● **Your instructions**: Please transcribe the stretch of the GFP text that begins with the words "Before GFP was" and ends with the words "a microscopic stage.", copying it word for word.

**** Text provided ****

This approach has shown us ways that signalling proteins -- the cycle couriers of the cell -- carry messages from place to place; and how a highly ordered transport and communication network forms inside the cell, along which various small sacs, protein complexes, and organelles are driven, like jiggers and trains running on railway tracks.

Before GFP was discovered, one of the best tools for glimpsing order at this level was the electron microscope. The electron microscope, however, can only show us images of dead things that have been spray-painted with metal.

In contrast, GFP-tagged proteins execute their delicate and sometimes flamboyant dances in live theatre, before an eager and appreciative audience, bringing clarity to processes that were either unknown or never previously appreciated. Movements of microbes through plants and animals, the dynamics of chromosomes, intricate webs of tiny fibres that alter cell shapes, and even the release of brain chemicals from nerves, have all been played out in green on a microscopic stage.

Not only can GFP show us where cellular molecules live and how they get there, but once a tagged protein makes its way home it acts like a lamp in a tent, lighting up the tiny organelles and other structures that inhabit the interior of a cell. In this way, scientist voyeurs may gaze at their shapes, movements and relationships with other components in the cell. Glowing GF- illuminated organelles turn the cell into a microscopic lava lamp; tiny membranous sacs form, grow in size, drift about, bump into and merge with one another, performing the vital functions of our lives without us ever being aware of it. That is, until GFP came along.

Early forays with GFP were in microbes, worms, insects and then plants. Now, attention has turned to higher animals. The first green mice were developed by a Japanese group to simplify transplantation experiments, though the mere thought of a green glowing mouse must have been alluring. In a more sophisticated study, Cambridge scientist Martin Evans and colleagues introduced the GFP gene into early embryonic cells, allowing the patterns of cell division, growth and movement to be tracked throughout the developing animal. Already, the first use of GFP in humans is being considered -- to follow blood cells in the body after bone marrow transplantation.

If the success of an organism is measured by the spread of its genes, then in a curious way the green glowing jellyfish is very successful indeed. Its remarkable protein may even make its mark beyond biology. A recent study, published in Nature, showed that individual GFP molecules blink on and off every few seconds. Each blinking molecule eventually enters a dark state, but exposure to light triggers the blinking process again. The authors of this study envisage using GFP molecules as optical switches or storage elements in microscopic supercomputers of the future.

What other marvellous tools like GFP lie awaiting discovery in Earth's myriad unusual life forms? Unless we continue looking, we will never know. But, ironically, the kind of research that gave the world GFP is most vulnerable to cost cutting by myopic politicians and science administrators. It is precisely the kind of work that led Nobel laureate Joshua Lederberg, one of the founders of molecular biology, to state "the best way to achieve scientific progress is to resist the temptation to control it".

Time and again, we see the most important discoveries come from the most unexpected and unpredictable places. From the jellyfish of Friday Harbor came a green, glowing revolution that has enveloped the biologists world. That is science at its most wonderful. Hail Aequorea victoria!

Dr Martin Kennedy works in the Cytogenetics and Molecular Oncology Unit, Christchurch School of Medicine.

**** Data shown ****

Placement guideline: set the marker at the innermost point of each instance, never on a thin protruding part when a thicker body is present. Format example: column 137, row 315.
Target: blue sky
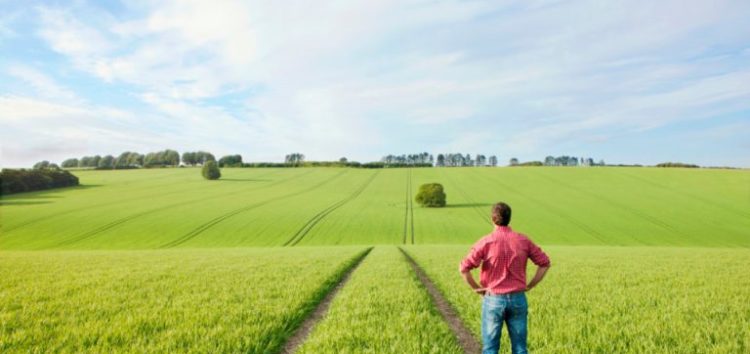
column 627, row 82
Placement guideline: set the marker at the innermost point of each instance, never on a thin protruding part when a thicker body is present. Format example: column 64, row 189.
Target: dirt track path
column 465, row 339
column 320, row 311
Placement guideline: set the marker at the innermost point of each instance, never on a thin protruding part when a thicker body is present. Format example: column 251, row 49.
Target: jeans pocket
column 519, row 302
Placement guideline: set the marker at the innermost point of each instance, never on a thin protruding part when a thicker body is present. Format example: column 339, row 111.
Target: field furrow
column 300, row 234
column 382, row 309
column 229, row 300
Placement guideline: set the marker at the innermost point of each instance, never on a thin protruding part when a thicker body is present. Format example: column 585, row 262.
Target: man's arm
column 540, row 272
column 472, row 260
column 470, row 280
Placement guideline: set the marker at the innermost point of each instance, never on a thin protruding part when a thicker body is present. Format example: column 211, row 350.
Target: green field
column 644, row 259
column 176, row 208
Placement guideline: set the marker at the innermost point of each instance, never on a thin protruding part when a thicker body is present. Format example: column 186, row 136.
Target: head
column 501, row 214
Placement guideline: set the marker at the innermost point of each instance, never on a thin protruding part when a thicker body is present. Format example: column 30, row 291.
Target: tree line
column 47, row 177
column 464, row 160
column 171, row 158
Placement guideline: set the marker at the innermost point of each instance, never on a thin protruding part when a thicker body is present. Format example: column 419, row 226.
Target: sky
column 623, row 81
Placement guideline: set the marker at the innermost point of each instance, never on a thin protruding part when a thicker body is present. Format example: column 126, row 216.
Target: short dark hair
column 501, row 214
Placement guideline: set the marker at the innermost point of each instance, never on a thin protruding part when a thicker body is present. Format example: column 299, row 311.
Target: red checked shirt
column 503, row 255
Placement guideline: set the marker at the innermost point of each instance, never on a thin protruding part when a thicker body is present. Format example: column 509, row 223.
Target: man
column 502, row 256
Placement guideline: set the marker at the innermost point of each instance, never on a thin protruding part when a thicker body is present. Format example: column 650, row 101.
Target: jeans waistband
column 511, row 294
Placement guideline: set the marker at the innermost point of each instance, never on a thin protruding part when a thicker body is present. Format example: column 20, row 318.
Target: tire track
column 684, row 193
column 70, row 211
column 198, row 230
column 630, row 209
column 125, row 219
column 411, row 206
column 321, row 309
column 462, row 333
column 310, row 224
column 409, row 212
column 555, row 210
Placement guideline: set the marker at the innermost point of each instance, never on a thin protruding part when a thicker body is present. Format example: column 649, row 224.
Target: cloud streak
column 525, row 78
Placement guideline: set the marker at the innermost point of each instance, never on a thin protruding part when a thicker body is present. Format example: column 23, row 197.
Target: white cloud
column 325, row 78
column 43, row 84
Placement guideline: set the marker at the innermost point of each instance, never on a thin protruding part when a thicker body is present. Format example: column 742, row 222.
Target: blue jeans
column 511, row 309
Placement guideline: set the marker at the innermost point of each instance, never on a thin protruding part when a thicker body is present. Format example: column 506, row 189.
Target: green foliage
column 265, row 206
column 197, row 158
column 530, row 163
column 677, row 164
column 382, row 309
column 431, row 195
column 41, row 165
column 208, row 301
column 107, row 162
column 231, row 160
column 18, row 181
column 210, row 170
column 70, row 163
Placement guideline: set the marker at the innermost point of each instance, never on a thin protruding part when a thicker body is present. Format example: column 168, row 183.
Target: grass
column 156, row 260
column 229, row 300
column 145, row 209
column 620, row 299
column 382, row 309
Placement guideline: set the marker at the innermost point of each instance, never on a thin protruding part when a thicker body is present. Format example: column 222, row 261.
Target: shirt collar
column 503, row 228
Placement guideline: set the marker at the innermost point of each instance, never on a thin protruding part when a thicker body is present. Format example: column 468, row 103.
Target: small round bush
column 431, row 195
column 211, row 170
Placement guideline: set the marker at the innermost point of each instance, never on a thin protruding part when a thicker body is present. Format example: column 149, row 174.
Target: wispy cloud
column 521, row 78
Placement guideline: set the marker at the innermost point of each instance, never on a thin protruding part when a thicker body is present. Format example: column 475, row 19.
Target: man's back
column 503, row 255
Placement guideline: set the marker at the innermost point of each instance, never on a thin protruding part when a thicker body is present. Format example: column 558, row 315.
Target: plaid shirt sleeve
column 537, row 255
column 474, row 258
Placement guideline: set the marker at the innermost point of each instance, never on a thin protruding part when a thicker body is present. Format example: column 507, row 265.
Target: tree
column 295, row 159
column 41, row 165
column 107, row 162
column 440, row 160
column 70, row 163
column 188, row 158
column 230, row 160
column 210, row 170
column 431, row 195
column 171, row 158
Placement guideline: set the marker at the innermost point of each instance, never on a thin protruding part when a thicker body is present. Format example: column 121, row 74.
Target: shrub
column 431, row 195
column 210, row 170
column 19, row 181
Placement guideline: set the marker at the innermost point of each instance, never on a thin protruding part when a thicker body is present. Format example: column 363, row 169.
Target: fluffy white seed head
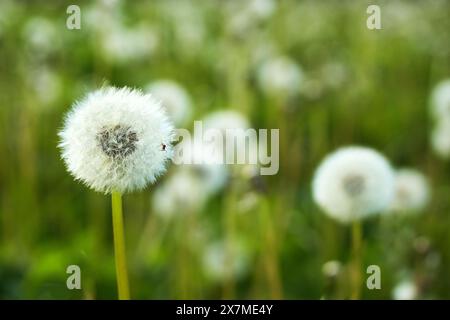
column 440, row 100
column 174, row 98
column 280, row 76
column 218, row 262
column 225, row 119
column 405, row 290
column 116, row 139
column 183, row 192
column 352, row 183
column 440, row 138
column 411, row 191
column 202, row 160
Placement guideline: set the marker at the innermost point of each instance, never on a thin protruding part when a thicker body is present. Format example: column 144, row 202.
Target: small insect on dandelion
column 117, row 140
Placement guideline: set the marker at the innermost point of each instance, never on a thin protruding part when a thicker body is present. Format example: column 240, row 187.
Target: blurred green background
column 359, row 86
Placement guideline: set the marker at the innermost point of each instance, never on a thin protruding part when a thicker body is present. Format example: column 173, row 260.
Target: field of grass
column 358, row 87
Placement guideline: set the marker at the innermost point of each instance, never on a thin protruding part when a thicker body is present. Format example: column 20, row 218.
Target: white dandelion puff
column 440, row 100
column 440, row 139
column 405, row 290
column 116, row 140
column 353, row 183
column 174, row 98
column 331, row 268
column 182, row 192
column 280, row 76
column 122, row 44
column 411, row 191
column 232, row 125
column 216, row 264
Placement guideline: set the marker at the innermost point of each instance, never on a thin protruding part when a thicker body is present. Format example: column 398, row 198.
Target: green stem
column 119, row 247
column 357, row 260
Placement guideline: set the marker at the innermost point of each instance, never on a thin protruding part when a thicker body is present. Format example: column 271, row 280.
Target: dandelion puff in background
column 405, row 290
column 353, row 183
column 115, row 141
column 349, row 185
column 440, row 139
column 280, row 76
column 174, row 98
column 411, row 191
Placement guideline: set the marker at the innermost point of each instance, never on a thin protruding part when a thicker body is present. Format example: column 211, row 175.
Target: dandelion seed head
column 411, row 191
column 352, row 183
column 440, row 139
column 220, row 261
column 182, row 192
column 111, row 140
column 440, row 100
column 405, row 290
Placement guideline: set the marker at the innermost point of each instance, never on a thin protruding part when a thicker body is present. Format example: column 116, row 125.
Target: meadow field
column 312, row 69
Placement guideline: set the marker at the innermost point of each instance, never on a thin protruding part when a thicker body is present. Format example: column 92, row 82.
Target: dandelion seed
column 411, row 191
column 174, row 98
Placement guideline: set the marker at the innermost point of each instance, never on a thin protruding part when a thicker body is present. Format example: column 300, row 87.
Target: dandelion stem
column 119, row 247
column 357, row 260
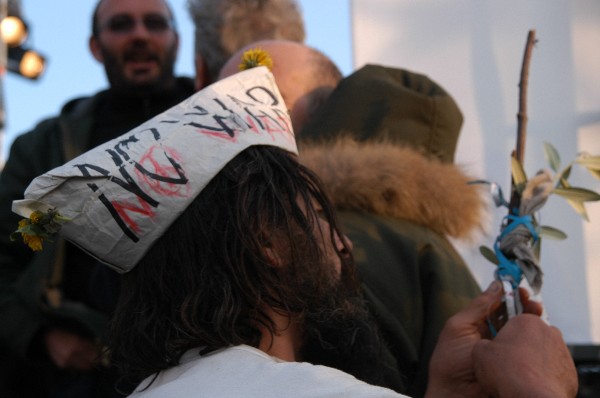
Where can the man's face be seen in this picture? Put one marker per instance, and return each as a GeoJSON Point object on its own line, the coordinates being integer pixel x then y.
{"type": "Point", "coordinates": [337, 327]}
{"type": "Point", "coordinates": [137, 44]}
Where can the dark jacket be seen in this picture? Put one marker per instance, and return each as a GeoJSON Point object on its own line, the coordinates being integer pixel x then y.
{"type": "Point", "coordinates": [383, 145]}
{"type": "Point", "coordinates": [32, 295]}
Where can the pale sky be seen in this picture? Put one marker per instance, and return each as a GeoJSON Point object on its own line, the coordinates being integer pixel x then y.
{"type": "Point", "coordinates": [60, 30]}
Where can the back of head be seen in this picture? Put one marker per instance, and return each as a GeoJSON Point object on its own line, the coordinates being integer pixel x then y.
{"type": "Point", "coordinates": [379, 103]}
{"type": "Point", "coordinates": [207, 281]}
{"type": "Point", "coordinates": [225, 26]}
{"type": "Point", "coordinates": [305, 76]}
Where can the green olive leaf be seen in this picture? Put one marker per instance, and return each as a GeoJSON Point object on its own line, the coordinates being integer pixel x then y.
{"type": "Point", "coordinates": [564, 176]}
{"type": "Point", "coordinates": [579, 208]}
{"type": "Point", "coordinates": [552, 156]}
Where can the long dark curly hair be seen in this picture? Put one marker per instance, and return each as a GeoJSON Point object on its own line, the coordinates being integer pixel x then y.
{"type": "Point", "coordinates": [206, 281]}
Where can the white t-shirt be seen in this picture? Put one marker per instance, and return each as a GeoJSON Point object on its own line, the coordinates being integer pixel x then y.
{"type": "Point", "coordinates": [244, 371]}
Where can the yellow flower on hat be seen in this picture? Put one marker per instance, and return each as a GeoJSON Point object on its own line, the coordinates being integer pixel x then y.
{"type": "Point", "coordinates": [255, 57]}
{"type": "Point", "coordinates": [39, 226]}
{"type": "Point", "coordinates": [33, 241]}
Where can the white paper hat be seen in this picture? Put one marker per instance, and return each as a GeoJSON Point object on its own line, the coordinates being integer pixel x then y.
{"type": "Point", "coordinates": [121, 196]}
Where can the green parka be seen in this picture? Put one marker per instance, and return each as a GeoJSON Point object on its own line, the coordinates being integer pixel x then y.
{"type": "Point", "coordinates": [383, 144]}
{"type": "Point", "coordinates": [31, 296]}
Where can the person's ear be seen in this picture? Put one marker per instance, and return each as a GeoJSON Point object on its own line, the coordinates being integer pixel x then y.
{"type": "Point", "coordinates": [94, 45]}
{"type": "Point", "coordinates": [202, 77]}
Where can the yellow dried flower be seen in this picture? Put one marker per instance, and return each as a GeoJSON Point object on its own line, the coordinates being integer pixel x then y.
{"type": "Point", "coordinates": [36, 217]}
{"type": "Point", "coordinates": [39, 226]}
{"type": "Point", "coordinates": [256, 57]}
{"type": "Point", "coordinates": [34, 242]}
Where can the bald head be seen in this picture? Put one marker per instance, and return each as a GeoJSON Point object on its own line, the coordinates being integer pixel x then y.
{"type": "Point", "coordinates": [304, 75]}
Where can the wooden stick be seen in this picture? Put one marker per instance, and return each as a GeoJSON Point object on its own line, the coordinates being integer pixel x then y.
{"type": "Point", "coordinates": [522, 114]}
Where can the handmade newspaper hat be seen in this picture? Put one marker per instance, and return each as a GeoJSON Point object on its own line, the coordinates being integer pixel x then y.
{"type": "Point", "coordinates": [121, 196]}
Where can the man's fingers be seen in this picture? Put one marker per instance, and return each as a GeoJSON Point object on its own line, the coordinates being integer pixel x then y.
{"type": "Point", "coordinates": [479, 309]}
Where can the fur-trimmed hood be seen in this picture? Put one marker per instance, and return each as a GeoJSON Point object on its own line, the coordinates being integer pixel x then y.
{"type": "Point", "coordinates": [398, 182]}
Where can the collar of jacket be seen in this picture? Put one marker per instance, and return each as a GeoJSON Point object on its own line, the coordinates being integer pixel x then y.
{"type": "Point", "coordinates": [397, 182]}
{"type": "Point", "coordinates": [77, 116]}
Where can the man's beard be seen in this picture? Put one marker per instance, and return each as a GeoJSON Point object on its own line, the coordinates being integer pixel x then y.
{"type": "Point", "coordinates": [114, 67]}
{"type": "Point", "coordinates": [340, 333]}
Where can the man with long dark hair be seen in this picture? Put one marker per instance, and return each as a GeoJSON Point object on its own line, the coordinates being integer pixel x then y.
{"type": "Point", "coordinates": [237, 280]}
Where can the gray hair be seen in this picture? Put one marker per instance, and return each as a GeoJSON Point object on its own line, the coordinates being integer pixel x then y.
{"type": "Point", "coordinates": [225, 26]}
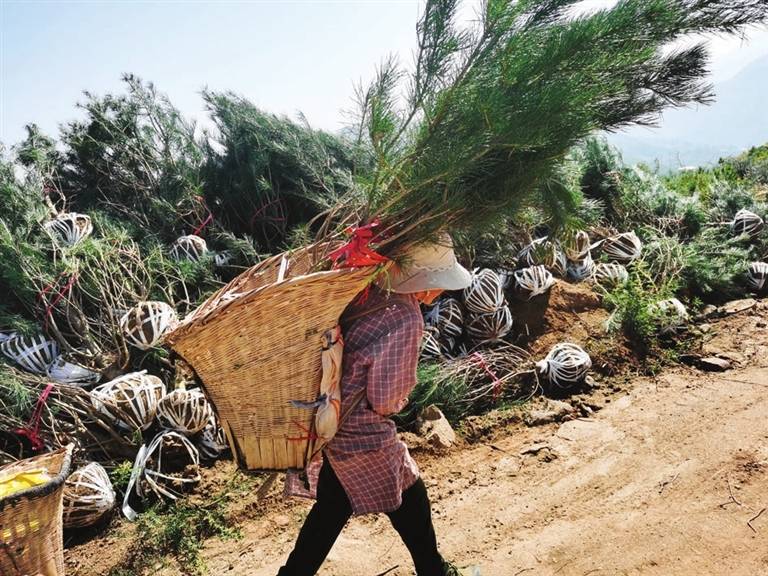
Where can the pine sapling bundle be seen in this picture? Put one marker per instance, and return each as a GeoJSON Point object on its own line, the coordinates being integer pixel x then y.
{"type": "Point", "coordinates": [222, 259]}
{"type": "Point", "coordinates": [68, 372]}
{"type": "Point", "coordinates": [448, 316]}
{"type": "Point", "coordinates": [672, 315]}
{"type": "Point", "coordinates": [145, 325]}
{"type": "Point", "coordinates": [131, 400]}
{"type": "Point", "coordinates": [430, 347]}
{"type": "Point", "coordinates": [185, 411]}
{"type": "Point", "coordinates": [610, 274]}
{"type": "Point", "coordinates": [69, 229]}
{"type": "Point", "coordinates": [580, 270]}
{"type": "Point", "coordinates": [490, 375]}
{"type": "Point", "coordinates": [757, 276]}
{"type": "Point", "coordinates": [544, 252]}
{"type": "Point", "coordinates": [169, 465]}
{"type": "Point", "coordinates": [33, 353]}
{"type": "Point", "coordinates": [566, 365]}
{"type": "Point", "coordinates": [746, 223]}
{"type": "Point", "coordinates": [212, 441]}
{"type": "Point", "coordinates": [490, 326]}
{"type": "Point", "coordinates": [467, 145]}
{"type": "Point", "coordinates": [532, 281]}
{"type": "Point", "coordinates": [576, 246]}
{"type": "Point", "coordinates": [623, 248]}
{"type": "Point", "coordinates": [88, 496]}
{"type": "Point", "coordinates": [190, 247]}
{"type": "Point", "coordinates": [485, 294]}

****

● **Solution to this exercise**:
Before GFP was discovered, one of the best tools for glimpsing order at this level was the electron microscope. The electron microscope, however, can only show us images of dead things that have been spray-painted with metal.

In contrast, GFP-tagged proteins execute their delicate and sometimes flamboyant dances in live theatre, before an eager and appreciative audience, bringing clarity to processes that were either unknown or never previously appreciated. Movements of microbes through plants and animals, the dynamics of chromosomes, intricate webs of tiny fibres that alter cell shapes, and even the release of brain chemicals from nerves, have all been played out in green on a microscopic stage.